━━ Fragment tekstu

Samego "ochlodzenia stosunkow" na linii Jaslo - Cracovia, o ktorych piszecie nie pamietam. Pamietam za to moj pierwszy wyjazd z Cracovia: do Krosna w 1998 roku. Nie wiem, czy w ogole na ten mecz pojechala jakas zorganizowana grupa z Krakowa (nie wygladalo na to). Doping dla Cracovii prowadzily chlopaki z Jasla. Wtedy chyba nastapilo ponowne "ocieplecie", a na nastepnym meczu u siebie byla fajna flaga Czarnych.
Lato: mozesz napisac gdzie teraz gra Tomek Dziobek? Pozdro dla Jasla!
-
-
Historia naszych zgód.
No i beka.Mecz o ktorym wspomniałem miał miejsce w 84 a nie86r.Tomek gra natomiast w Igloopolu Debica gdzie przeniosł sie za"chlebem".My jednak czekamy by wrocił i pomogł w awansie JASEŁKU.

━━━━

• **Zadanie do wykonania A**
Wypisz każdy wiersz rekordów, w którym pojawia się słowo „brown”.
Tekst i rekordy nie mają ze sobą nic wspólnego.

━━ Rekordy do ćwiczenia

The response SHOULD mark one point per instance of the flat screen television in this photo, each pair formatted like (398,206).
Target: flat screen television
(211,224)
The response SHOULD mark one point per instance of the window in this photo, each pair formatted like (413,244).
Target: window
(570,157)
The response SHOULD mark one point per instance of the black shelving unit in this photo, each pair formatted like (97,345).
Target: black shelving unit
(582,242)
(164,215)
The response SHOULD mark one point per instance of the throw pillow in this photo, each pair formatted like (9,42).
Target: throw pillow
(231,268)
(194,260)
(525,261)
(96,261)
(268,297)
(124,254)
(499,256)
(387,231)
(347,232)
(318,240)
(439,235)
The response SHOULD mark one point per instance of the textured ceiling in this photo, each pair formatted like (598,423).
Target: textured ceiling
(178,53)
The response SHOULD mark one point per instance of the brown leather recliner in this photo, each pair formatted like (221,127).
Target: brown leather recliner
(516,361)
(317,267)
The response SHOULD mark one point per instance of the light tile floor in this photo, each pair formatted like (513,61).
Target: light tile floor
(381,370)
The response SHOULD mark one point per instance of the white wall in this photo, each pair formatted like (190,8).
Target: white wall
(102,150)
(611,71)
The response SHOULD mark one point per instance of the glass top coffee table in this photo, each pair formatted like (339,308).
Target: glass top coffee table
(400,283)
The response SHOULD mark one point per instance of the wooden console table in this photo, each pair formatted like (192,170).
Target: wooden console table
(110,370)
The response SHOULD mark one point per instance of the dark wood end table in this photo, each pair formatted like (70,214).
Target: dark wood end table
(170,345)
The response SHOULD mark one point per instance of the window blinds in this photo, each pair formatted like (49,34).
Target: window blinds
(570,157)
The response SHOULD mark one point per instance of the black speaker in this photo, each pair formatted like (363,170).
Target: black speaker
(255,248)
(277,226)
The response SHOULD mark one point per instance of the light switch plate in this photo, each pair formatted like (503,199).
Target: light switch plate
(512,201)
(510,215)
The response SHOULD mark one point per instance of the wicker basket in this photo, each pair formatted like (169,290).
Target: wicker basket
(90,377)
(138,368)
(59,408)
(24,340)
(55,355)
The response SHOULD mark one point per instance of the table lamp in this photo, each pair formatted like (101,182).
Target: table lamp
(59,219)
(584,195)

━━━━

• **Zadanie do wykonania B**
Zapisz dokładnie fragment tekstu, zaczynając od „No i beka.Mecz” i kończąc na „w awansie JASEŁKU.”.

• **Wynik ćwiczenia A**
The response SHOULD mark one point per instance of the brown leather recliner in this photo, each pair formatted like (221,127).
Target: brown leather recliner

• **Wynik ćwiczenia B**
No i beka.Mecz o ktorym wspomniałem miał miejsce w 84 a nie86r.Tomek gra natomiast w Igloopolu Debica gdzie przeniosł sie za"chlebem".My jednak czekamy by wrocił i pomogł w awansie JASEŁKU.